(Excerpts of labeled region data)
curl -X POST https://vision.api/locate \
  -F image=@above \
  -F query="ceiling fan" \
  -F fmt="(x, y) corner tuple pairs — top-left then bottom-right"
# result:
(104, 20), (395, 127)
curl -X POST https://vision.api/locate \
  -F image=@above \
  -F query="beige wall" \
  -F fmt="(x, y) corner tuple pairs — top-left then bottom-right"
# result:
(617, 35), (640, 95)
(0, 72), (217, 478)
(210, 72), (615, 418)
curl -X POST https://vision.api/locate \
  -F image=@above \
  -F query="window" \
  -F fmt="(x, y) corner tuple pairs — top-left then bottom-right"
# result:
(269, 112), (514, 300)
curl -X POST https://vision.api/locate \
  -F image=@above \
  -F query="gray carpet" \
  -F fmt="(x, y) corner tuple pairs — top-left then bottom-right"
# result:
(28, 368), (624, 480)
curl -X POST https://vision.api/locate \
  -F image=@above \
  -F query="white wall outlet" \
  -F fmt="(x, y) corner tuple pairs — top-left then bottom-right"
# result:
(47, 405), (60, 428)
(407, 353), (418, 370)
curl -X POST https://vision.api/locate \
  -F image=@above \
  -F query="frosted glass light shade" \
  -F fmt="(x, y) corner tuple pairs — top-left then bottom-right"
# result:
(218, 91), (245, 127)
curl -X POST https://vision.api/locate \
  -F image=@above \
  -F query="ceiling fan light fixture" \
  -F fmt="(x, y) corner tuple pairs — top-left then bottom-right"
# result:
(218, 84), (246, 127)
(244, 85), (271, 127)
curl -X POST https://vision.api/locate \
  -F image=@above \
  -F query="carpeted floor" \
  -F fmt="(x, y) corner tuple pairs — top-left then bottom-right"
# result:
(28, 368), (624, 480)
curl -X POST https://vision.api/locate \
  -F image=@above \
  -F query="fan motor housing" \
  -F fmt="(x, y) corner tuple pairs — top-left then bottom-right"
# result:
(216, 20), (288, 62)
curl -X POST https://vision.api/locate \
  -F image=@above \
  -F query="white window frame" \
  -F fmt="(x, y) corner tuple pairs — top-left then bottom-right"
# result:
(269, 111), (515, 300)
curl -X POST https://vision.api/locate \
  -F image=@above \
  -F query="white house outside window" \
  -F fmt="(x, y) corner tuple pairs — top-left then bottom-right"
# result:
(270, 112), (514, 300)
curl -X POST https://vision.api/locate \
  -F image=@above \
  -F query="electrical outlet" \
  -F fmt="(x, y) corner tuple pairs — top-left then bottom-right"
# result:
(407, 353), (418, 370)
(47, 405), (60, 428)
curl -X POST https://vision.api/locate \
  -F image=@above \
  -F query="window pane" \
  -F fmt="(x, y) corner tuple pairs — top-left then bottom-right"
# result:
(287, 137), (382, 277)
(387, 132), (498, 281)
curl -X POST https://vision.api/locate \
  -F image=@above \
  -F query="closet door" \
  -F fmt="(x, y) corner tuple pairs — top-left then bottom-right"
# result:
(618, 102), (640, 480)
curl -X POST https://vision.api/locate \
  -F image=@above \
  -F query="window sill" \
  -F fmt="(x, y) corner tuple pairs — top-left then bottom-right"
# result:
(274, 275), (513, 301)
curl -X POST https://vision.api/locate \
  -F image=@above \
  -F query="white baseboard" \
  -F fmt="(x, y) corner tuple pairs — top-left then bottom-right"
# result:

> [Exercise details] Return the stretch of the material from its start through the line containing "(210, 72), (615, 418)", reproducing each line verbatim.

> [Expected answer]
curl -X POST https://vision.api/locate \
  -F image=@above \
  -F query="ceiling fan" \
  -F fmt="(x, y) corner tuple pairs — top-left then bottom-right"
# result:
(104, 20), (395, 127)
curl -X POST https://vision.api/locate \
  -F image=@above \
  -F query="beige wall" \
  -F fmt="(x, y) corner tuple pairs — top-left then bottom-right"
# result:
(617, 35), (640, 95)
(0, 72), (217, 478)
(210, 72), (615, 418)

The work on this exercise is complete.